_Document segment_:

I use transformers with a custom script, I see you show how to use this with a custom fast chat script
Do you have boilerplate code on how to wrap a transformers pipeline to use w this?

_Data for analysis_:
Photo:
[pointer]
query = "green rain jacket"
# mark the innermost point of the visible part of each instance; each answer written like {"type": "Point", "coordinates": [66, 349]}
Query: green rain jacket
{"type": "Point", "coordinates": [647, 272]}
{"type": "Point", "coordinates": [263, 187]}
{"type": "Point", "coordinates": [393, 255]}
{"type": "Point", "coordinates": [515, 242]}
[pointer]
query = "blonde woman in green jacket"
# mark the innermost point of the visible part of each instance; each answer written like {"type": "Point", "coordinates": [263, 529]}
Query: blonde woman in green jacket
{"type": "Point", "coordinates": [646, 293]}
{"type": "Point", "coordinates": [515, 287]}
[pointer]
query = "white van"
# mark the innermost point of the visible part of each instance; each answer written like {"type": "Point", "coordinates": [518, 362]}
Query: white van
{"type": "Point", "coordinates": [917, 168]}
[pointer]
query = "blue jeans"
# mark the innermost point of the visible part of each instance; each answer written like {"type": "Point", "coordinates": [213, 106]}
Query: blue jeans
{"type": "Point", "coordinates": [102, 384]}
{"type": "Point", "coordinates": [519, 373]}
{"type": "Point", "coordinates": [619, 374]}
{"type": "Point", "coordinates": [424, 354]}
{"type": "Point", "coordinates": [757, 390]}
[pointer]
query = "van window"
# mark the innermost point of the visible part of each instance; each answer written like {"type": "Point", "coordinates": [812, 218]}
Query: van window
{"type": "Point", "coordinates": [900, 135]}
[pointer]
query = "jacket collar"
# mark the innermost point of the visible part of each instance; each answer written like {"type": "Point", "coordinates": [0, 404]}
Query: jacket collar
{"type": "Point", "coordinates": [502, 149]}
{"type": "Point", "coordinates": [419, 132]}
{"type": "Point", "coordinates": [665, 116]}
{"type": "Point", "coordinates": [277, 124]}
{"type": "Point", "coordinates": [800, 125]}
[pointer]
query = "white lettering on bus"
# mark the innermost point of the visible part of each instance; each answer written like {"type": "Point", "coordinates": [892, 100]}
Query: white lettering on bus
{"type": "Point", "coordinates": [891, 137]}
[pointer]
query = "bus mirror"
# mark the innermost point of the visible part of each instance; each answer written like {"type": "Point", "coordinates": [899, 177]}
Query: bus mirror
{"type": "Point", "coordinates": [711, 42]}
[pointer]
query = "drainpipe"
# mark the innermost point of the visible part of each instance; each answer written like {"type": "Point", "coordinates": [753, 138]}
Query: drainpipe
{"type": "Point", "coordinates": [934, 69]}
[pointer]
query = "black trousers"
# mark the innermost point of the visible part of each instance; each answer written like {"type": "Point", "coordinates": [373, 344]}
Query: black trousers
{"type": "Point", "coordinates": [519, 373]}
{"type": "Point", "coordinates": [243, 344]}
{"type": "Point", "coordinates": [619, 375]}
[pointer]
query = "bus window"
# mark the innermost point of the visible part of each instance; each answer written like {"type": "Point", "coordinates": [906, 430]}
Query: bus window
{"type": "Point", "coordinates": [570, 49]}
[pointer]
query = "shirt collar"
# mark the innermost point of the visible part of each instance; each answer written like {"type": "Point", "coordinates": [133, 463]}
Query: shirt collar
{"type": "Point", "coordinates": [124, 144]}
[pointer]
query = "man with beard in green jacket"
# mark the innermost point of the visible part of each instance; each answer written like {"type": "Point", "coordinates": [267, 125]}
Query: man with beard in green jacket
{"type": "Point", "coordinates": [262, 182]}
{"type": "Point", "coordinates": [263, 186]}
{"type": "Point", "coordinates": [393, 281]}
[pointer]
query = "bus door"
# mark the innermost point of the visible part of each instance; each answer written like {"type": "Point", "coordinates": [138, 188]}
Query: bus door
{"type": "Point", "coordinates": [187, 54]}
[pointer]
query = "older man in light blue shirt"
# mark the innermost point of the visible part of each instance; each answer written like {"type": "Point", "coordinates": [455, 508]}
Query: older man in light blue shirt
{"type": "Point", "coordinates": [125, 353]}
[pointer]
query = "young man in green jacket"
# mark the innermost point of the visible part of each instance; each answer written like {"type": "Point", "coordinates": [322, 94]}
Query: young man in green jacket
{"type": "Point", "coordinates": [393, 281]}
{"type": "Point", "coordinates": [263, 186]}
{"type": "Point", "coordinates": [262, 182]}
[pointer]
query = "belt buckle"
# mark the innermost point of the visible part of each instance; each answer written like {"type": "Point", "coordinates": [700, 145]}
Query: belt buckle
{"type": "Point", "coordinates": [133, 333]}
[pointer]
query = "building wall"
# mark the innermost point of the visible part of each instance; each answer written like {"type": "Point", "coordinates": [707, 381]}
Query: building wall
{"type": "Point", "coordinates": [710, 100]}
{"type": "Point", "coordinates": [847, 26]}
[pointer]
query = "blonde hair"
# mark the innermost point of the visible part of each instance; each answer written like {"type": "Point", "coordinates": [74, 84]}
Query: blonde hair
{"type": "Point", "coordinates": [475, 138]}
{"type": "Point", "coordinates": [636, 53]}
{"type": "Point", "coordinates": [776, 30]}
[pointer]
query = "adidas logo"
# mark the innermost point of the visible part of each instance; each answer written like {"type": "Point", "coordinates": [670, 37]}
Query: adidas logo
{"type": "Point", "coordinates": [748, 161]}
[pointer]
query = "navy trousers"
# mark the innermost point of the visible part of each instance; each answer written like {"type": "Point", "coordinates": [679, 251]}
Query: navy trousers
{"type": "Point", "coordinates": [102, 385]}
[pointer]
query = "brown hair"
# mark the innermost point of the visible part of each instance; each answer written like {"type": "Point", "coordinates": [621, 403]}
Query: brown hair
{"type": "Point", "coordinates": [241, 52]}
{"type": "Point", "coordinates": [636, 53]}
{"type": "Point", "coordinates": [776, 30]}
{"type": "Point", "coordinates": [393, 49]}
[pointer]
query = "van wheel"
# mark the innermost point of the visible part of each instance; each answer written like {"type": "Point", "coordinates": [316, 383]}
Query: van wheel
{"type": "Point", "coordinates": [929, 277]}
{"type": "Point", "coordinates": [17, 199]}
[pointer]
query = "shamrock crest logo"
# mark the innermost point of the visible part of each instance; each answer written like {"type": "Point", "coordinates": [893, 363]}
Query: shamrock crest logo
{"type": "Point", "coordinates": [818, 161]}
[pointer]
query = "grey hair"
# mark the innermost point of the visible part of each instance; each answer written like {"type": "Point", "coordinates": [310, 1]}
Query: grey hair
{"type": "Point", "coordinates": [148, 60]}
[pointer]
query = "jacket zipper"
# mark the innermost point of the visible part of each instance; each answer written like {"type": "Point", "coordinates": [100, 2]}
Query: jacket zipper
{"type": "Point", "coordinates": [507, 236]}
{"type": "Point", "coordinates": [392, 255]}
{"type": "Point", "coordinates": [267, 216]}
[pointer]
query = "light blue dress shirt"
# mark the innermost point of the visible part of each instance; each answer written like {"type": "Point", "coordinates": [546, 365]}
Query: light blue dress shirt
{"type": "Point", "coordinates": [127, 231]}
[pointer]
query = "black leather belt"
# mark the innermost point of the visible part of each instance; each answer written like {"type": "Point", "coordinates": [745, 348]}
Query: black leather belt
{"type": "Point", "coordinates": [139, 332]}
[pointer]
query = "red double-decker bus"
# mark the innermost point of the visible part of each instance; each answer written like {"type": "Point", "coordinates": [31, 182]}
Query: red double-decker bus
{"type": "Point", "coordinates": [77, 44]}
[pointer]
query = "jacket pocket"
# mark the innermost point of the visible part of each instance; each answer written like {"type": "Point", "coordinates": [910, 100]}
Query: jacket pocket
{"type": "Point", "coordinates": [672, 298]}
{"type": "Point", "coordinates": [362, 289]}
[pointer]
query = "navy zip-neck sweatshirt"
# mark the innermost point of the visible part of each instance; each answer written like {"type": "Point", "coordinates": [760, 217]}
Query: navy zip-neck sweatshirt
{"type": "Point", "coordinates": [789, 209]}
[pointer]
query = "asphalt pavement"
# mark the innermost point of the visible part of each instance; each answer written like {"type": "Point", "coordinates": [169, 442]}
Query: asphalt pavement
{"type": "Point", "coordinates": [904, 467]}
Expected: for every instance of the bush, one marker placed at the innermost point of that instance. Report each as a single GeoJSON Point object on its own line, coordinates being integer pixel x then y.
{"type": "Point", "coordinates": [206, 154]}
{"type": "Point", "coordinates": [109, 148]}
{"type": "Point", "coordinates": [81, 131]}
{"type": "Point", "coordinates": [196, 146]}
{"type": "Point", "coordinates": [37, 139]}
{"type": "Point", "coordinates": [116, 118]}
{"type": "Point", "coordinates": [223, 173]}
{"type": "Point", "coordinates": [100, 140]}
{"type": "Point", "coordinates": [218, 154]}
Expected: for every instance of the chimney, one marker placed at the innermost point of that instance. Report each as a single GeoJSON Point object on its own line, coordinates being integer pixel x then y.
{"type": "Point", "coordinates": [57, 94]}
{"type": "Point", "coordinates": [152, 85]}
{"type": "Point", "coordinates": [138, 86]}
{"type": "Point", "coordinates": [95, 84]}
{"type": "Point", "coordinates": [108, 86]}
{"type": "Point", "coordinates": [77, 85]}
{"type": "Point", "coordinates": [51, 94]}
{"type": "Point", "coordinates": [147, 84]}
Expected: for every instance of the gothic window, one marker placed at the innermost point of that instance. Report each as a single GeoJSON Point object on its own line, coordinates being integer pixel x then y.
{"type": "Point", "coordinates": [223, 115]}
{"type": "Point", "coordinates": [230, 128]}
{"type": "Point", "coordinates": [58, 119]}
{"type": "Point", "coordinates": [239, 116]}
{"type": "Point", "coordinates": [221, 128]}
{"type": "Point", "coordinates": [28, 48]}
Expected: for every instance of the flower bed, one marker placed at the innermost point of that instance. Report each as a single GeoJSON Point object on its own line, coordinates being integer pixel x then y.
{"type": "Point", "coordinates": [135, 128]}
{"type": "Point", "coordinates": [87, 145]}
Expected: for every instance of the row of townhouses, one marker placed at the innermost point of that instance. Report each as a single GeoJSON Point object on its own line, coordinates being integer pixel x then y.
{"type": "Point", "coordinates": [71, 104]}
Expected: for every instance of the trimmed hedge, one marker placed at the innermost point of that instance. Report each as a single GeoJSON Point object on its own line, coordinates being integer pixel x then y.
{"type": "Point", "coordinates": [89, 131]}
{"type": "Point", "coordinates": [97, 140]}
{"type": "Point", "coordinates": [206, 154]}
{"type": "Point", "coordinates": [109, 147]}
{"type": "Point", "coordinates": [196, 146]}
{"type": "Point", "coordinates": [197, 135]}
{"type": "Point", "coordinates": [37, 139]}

_Required action 1_:
Rewrite the forum post above, starting "I use transformers with a custom script," in fewer words while keeping its main facts.
_Required action 2_:
Reproduce everything in the forum post above from "I use transformers" down to "use w this?".

_Task answer 1_:
I run transformers with my own script and see you show a custom fast chat script. Is there boilerplate code for wrapping a transformers pipeline to use with this?

_Task answer 2_:
I use transformers with a custom script, I see you show how to use this with a custom fast chat script
Do you have boilerplate code on how to wrap a transformers pipeline to use w this?